Kaynak Metin
+ + + + +
Darbeleri mazur
gören veya gösteren herkesi kınıyor, darbecileri lanetliyoruz
TÜRKİYE’DEKİ
ASKERİ DARBE
MI6 Community
(The Home of James Bond 007), 15.7.2016 ve 16.7.2016
Tercüme: Zahide
Tuba Kor
Z.T.K. Darbe
teşebbüsünün ilk anlarında başlayıp ertesi günü başarısızlığa uğradığı
netleşene kadar yazışan Avrupa’dan bir grup. Başta Cumhurbaşkanımız Sayın Erdoğan’ın
devrileceğine dönük besledikleri büyük ümitten giderek ümitsizliğe düşmeleri,
sonuna doğru darbenin gerçekliğinden şüphe duyar hale gelmeleri ve en son tercüme
etme gereği duymadığım kısımda da birbirlerine düşüp AB’yi ve Merkel’i
eleştirmeye başlamaları… Anbean Avrupalı bir ekibin duygu ve düşüncelerini tüm
çıplaklığıyla ortaya döktüğü için diyaloglardan dikkat çekici olanları tercüme etme
ihtiyacı hissettim. Topluluk James Bond meraklısı bir grup. Adları, İngiliz
istihbaratından ilhamla “MI6 Community”. İstihbaratçılık tarafları var mı
bilmiyorum. Darbe gecesi birçok Batılının duygu ve düşüncelerine tercüman olduklarını
düşünüyorum; zira Batı basını örtülü veya açık benzer duygu ve düşüncelerle
dolu. Batı zihniyetini anlama babından okunmaya değer diyaloglar…
Eğer bu doğruysa
onların [Z.T.K. darbecileri kastediyor] başarılı ve Erdoğan’ın tarih
olması için dua etmeliyiz.
Eğer ki başarılı
olamazlarsa Erdoğan, Türkiye’yi bir diktatörlüğe dönüştürmek için gerekli
meşruiyete sahip olacaktır. Çok daha fazla güçlenip onlarca yıl ülkeyi
yönetecektir.
Ümit ederim ki
ordu ne yaptığını biliyordur. Eğer ki Erdoğan darbeden sağ salim çıkarsa bu,
Avrupa’nın tarihinin en kötü dönüm noktası olabilir.
Dürüstçe
söylemem gerekirse, eğer ki Türk ordusu başarılı olursa bu, Avrupa kıtası için
iyi, Rusya için kötü olacaktır.
İnsanlar
Atatürk’ün Türk toplumundaki nüfuzunu küçümsedi. Erdoğan onun başarılarını
hızla tahrip etti. Bunlardan biri de Atatürk’ün tasavvur ettiği ülkenin katı
laik ve demokratik karakteri (...) Erdoğan geçtiğimiz yıllarda bunu fiilen
tahrip etti ve siyasi alana İslam’ı çok daha güçlü bir şekilde geri döndürttü.
Yine Erdoğan
iktidarında terör, özellikle de PKK terörü hızla arttı. Öyle görünüyor ki
Erdoğan, terörü yatıştıran değil, azdıran bir güç.
Türk ordusu şu
anda bizim geleceğimizle oynuyor. Oynanan böyle bir kumarla risk almaya değer
mi, hiç emin değilim.
+ + + + +
Verilen Bilgiler
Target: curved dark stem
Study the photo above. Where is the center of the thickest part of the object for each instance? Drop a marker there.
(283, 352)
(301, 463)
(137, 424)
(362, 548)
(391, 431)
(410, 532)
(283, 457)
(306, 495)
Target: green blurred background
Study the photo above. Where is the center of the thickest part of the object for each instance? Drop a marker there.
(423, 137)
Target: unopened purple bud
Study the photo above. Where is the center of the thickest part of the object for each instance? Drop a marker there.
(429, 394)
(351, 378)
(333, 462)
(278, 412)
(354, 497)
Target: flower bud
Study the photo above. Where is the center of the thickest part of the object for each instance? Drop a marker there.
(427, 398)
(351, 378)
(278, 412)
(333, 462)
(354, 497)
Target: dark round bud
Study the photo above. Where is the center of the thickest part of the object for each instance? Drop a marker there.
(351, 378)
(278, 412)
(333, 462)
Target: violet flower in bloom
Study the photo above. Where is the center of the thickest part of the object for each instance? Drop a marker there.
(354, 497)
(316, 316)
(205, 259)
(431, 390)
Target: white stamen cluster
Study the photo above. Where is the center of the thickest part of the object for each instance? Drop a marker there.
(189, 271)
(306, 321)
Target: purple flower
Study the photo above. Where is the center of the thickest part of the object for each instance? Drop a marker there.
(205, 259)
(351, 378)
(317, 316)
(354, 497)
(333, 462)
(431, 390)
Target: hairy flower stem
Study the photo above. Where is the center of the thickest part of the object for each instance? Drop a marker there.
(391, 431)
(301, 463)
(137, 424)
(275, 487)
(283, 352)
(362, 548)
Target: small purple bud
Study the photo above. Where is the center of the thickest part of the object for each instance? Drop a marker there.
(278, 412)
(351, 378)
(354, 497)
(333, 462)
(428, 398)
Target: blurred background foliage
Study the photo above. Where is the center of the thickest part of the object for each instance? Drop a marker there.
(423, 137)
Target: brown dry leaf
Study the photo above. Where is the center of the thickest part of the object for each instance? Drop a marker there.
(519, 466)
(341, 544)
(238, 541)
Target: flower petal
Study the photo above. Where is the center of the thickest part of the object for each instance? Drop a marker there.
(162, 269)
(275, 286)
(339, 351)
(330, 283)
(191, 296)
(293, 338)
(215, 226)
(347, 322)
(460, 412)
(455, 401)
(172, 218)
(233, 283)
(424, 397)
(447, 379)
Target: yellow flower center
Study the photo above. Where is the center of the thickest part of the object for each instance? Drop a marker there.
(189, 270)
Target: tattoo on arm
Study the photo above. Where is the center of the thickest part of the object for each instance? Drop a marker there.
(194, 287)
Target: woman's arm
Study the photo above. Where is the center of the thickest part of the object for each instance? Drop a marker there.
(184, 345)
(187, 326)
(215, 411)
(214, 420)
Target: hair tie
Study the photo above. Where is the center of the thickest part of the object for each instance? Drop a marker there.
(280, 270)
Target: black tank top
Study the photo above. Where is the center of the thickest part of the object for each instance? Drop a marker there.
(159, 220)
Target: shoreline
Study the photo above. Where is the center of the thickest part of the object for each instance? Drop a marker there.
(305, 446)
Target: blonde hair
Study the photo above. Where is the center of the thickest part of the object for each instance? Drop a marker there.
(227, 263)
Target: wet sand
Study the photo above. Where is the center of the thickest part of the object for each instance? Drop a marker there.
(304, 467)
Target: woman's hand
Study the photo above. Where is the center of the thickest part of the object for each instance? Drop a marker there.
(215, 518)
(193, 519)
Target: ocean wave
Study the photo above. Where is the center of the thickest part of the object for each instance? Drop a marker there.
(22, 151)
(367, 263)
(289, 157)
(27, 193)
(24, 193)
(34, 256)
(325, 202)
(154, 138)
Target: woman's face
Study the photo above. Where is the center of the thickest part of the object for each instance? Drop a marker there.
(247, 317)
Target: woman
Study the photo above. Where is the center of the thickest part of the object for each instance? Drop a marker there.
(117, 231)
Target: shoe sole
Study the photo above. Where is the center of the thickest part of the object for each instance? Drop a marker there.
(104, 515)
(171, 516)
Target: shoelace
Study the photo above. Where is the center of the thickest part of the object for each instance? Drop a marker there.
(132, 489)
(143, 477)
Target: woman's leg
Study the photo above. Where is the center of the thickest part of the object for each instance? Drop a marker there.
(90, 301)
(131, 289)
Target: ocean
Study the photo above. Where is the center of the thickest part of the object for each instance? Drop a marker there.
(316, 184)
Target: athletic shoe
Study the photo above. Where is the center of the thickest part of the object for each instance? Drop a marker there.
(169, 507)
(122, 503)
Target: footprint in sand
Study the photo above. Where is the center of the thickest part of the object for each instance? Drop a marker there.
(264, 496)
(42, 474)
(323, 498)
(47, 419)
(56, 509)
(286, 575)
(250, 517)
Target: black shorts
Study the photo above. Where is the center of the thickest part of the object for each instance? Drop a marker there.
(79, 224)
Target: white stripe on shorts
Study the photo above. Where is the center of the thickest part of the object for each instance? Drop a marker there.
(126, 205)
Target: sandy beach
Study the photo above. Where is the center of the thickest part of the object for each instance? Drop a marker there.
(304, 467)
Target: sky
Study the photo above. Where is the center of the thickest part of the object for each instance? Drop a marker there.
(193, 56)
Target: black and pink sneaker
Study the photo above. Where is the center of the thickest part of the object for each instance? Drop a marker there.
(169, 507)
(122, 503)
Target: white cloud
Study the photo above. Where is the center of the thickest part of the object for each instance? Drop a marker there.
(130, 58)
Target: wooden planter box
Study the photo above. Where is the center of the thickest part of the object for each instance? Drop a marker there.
+ + + + +
Yapılacaklar
a. Darbe gecesi yazışmalarını aktaran metne göre topluluk adını nereden ilham alarak koymuştur?
b. Darbe gecesi yazışmalarını son cümleden sonra aynı üslupla sürdürün.
Bu görevleri yapmak için kayıtlara başvurmak gerekmez.

Görevlere Göre Yanıtlar
a. İngiliz istihbaratından ilham alarak.

b.
Eğer Erdoğan bu
badireyi siyaseten atlatırsa, gazabı yıkıcı olacak ve Avrupa çapında
hissedilecektir. Erdoğan Avrupa kıtasının en tehlikeli adamı haline gelebilir.
Ve zayıf AB
yönetimleri her zamanki gibi “diplomasi” adına hiçbir şey yapmayacaktır.
Erdoğan
insanları protestoya çağırıyor, ama zannedersem bu görüntü [Z.T.K. Cumhurbaşkanımızın
CNN Türk’ten Hande Fırat’a telefonla bağlanma görüntüsü] onun bir nevi
kaderini pazarlıyor.
Bu, Erdoğan’ın
iktidarı bırakmak yerine Türkiye’de bir iç savaşa yol açacağı anlamına gelir.
İnanamıyorum, BBC
News köprüde insanların öldürüldüğünü canlı yayında veriyor. Görünen o ki
bazı yerlerde siviller kontrolü yeniden ele alıyor.
Bu darbeye tam
olarak neyin yol açtığından emin değilim, ama gerçekten son derece tedirgin
edici. Acaba son dönemdeki [Rusya’yla vs.] yakınlaşmaların darbeyle bir
bağlantısı var mı, merak ediyorum doğrusu. Ve –tıpkı daha evvel Mısır’da olduğu
gibi- bu darbe de acaba başkaları tarafından kışkırtılmış olabilir mi, bunun da
merak ediyorum.
Erdoğan
tehlikeli bir adam; tek ümidimiz, bu darbe başarılı olup da onun denklemden
çıkarılması. Yoksa Türkiye, hiç beklemediğimiz şekilde yeni bir barut fıçısına
dönüşebilir.
Öyle görünüyor
ki darbeyi başlatan Türk ordusu sosyal medyayı biraz küçümsemiş. (...)
Ordunun kendi
halkını öldürmesi kötü bir oyun.
ABD/AB tepkisine
bakın, hele de halk öldürülürken. Bu bize bütün bunların neden olduğuna dair
bir ipucu verecektir.
Ordunun mevcut
despot iktidarı hafife almış olduğunu hiç zannetmiyorum; öyle görünüyor ki
darbe, akşamın erken saatlerinde zannettiğimiz gibi öyle çabucak ilerlemeyecek.
Endişelendiğim
şey, eğer ki ordu başarısız olursa Erdoğan’ın bütün yetkisini ne zaman fiilen
geri alacağı. O vakit geldiğinde çok daha kızgın ve hatta çok daha otokrat bir
Erdoğan’ın ortaya çıkmasından çok daha fazla korkmalıyız.
(...)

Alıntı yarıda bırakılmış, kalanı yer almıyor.